* RECORDS PROVIDED:
** start **
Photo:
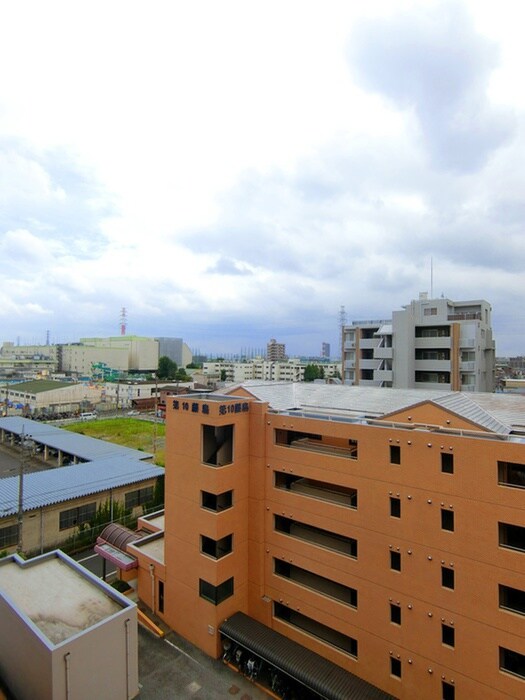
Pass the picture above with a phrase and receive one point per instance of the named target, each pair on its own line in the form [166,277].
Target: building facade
[384,531]
[431,343]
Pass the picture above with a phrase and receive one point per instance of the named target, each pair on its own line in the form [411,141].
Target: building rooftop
[55,594]
[495,412]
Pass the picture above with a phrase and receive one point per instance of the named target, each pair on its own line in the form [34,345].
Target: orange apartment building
[382,529]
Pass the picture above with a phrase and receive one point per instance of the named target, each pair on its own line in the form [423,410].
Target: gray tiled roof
[65,483]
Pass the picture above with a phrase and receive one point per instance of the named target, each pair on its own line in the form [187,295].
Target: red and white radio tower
[123,319]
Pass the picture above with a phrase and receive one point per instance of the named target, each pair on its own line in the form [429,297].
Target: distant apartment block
[275,351]
[430,343]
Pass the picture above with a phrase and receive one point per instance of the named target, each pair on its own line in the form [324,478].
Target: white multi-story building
[430,342]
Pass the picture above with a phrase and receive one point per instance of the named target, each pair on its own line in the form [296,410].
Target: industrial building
[381,530]
[429,344]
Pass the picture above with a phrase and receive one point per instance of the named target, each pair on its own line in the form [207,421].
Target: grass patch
[128,432]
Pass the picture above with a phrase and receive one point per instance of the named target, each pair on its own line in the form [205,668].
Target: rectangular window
[448,691]
[77,516]
[512,662]
[161,596]
[512,599]
[316,629]
[317,583]
[313,442]
[395,561]
[447,463]
[316,535]
[447,577]
[447,520]
[217,445]
[216,594]
[217,501]
[217,548]
[395,507]
[395,667]
[395,614]
[448,635]
[395,454]
[512,536]
[8,536]
[511,474]
[139,497]
[342,495]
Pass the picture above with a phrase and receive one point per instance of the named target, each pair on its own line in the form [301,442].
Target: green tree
[167,369]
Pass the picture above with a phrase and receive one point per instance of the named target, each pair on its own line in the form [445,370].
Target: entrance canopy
[316,673]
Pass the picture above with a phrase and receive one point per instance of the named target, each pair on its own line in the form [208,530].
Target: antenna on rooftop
[123,320]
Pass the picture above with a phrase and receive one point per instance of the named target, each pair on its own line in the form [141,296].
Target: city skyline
[236,173]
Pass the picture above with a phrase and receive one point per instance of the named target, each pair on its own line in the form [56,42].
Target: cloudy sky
[234,171]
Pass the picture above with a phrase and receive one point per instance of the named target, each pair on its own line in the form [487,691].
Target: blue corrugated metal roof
[80,446]
[65,483]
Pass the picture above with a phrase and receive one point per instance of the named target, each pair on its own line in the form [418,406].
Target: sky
[230,172]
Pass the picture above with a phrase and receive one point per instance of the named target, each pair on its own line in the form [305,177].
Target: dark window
[447,577]
[8,536]
[447,520]
[512,536]
[447,463]
[161,596]
[216,548]
[317,583]
[512,599]
[217,501]
[77,516]
[511,474]
[139,497]
[395,507]
[315,629]
[448,691]
[395,561]
[342,495]
[395,454]
[395,614]
[395,667]
[316,535]
[512,662]
[448,636]
[217,445]
[216,594]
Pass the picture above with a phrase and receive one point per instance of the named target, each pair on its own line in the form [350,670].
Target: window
[139,497]
[342,495]
[448,691]
[447,520]
[395,667]
[316,535]
[317,583]
[512,599]
[216,594]
[395,507]
[448,636]
[512,662]
[395,614]
[217,445]
[315,629]
[161,596]
[511,474]
[77,516]
[512,536]
[217,548]
[395,454]
[395,561]
[217,501]
[8,536]
[447,577]
[447,463]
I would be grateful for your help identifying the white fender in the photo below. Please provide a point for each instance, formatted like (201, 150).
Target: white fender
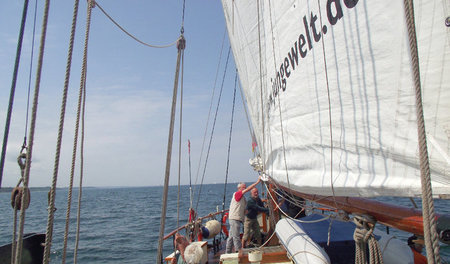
** end **
Could you print the whole listing above again, word for word from its first line to its last, with the pictures left out?

Photo:
Pass the picture above with a phrase and receive one point per instance of the named target, each pair on its own line in the form [166,277].
Target: building facade
[384,531]
[431,343]
Pass the picture above with a phrase and receive one point per instance of the named target, each pair on its own line in the form [411,141].
Target: building rooftop
[55,594]
[495,412]
Pass the picture above with a phrase and receive one point per instance of the named target, each pair on its own line in the form [34,345].
Target: orange apartment building
[382,529]
Pass the picture above with a phrase and receive one point per instance of the named target, each pair on its own line in the form [423,410].
Target: gray tiled roof
[65,483]
Pass the picture above with a phrase and receive one point per instance of the named target, each pair on its own line in the form [187,295].
Target: red and white radio tower
[123,319]
Pass the picture above with a phrase and receive one point per instance of the named target, each pair on its own line in the form [429,297].
Target: distant apartment block
[275,351]
[430,343]
Pass the picture above with a phrase and receive one point per instance of the named target, each pair on its own line in the form [324,478].
Target: white multi-story building
[430,342]
Pass the picture above with a phrase and receive one point per instance of the named target, each pair on its own line in the form [296,410].
Target: industrial building
[381,530]
[429,344]
Pass the picture above with a phrase and receive one point per instance of the named target, each pair on its own line in the form [207,421].
Target: grass patch
[128,432]
Pass the picture above with a phrase and receive one point per instance of the named target, each pair on its own line in the form [205,668].
Target: rectangular window
[448,691]
[77,516]
[512,662]
[161,596]
[512,599]
[316,629]
[317,583]
[313,442]
[395,561]
[447,463]
[316,535]
[447,577]
[447,520]
[217,445]
[216,594]
[217,501]
[217,548]
[395,507]
[395,667]
[395,614]
[448,635]
[395,454]
[512,536]
[8,536]
[511,474]
[139,497]
[342,495]
Pass the picture above with a phrase and receive one point per instance of the named target, each pair on its own line in the form [301,442].
Target: green tree
[167,369]
Pass the picture above with a phrase and receive one point per instance of the named target, each pair on its own line in the form [445,370].
Target: entrance canopy
[316,673]
Pass the picture above with a phrase and receive one point per instance of the named target, each pair on its own line in the form [208,530].
Target: antenna on rooftop
[123,320]
Pass the picture above with a phrase and receive one point per instance of the named target, each pair on its own line in the form [141,296].
Target: city skyline
[236,173]
Pass the picture above with a phrase and receive one point per instance of the named target, each pair on its own line in the form [56,42].
Target: cloudy sky
[234,171]
Pass the picture above with a phrase and receive one point per instance of the named target, each pair on its own line in the form [487,691].
Target: blue corrugated metal roof
[80,446]
[65,483]
Pass the picture above with a phrase and receive one point per instance of the named target, each pair on its own line in the form [418,406].
Target: sky
[230,172]
Pass the picture above with a phrase and receive one point per instance of the named target, each pair on its own line in the form [305,177].
Target: dark window
[447,577]
[8,536]
[447,520]
[512,536]
[447,463]
[161,596]
[216,548]
[317,583]
[512,599]
[217,501]
[77,516]
[511,474]
[139,497]
[395,507]
[315,629]
[448,691]
[395,561]
[342,495]
[395,454]
[395,614]
[395,667]
[316,535]
[512,662]
[448,636]
[217,445]
[216,594]
Pass the picture above with a phrase and receive one point per instance of the named target, each pair on its own line in the form [350,670].
Target: window
[139,497]
[342,495]
[448,691]
[447,520]
[395,667]
[316,535]
[317,583]
[512,599]
[216,594]
[395,507]
[448,636]
[512,662]
[395,614]
[217,445]
[315,629]
[161,596]
[511,474]
[77,516]
[512,536]
[217,548]
[395,454]
[395,561]
[217,501]
[8,536]
[447,577]
[447,463]
I would be grateful for your help identifying the white fender in the photo below. Please provide a point for each instance, formatted like (201, 150).
Target: white fender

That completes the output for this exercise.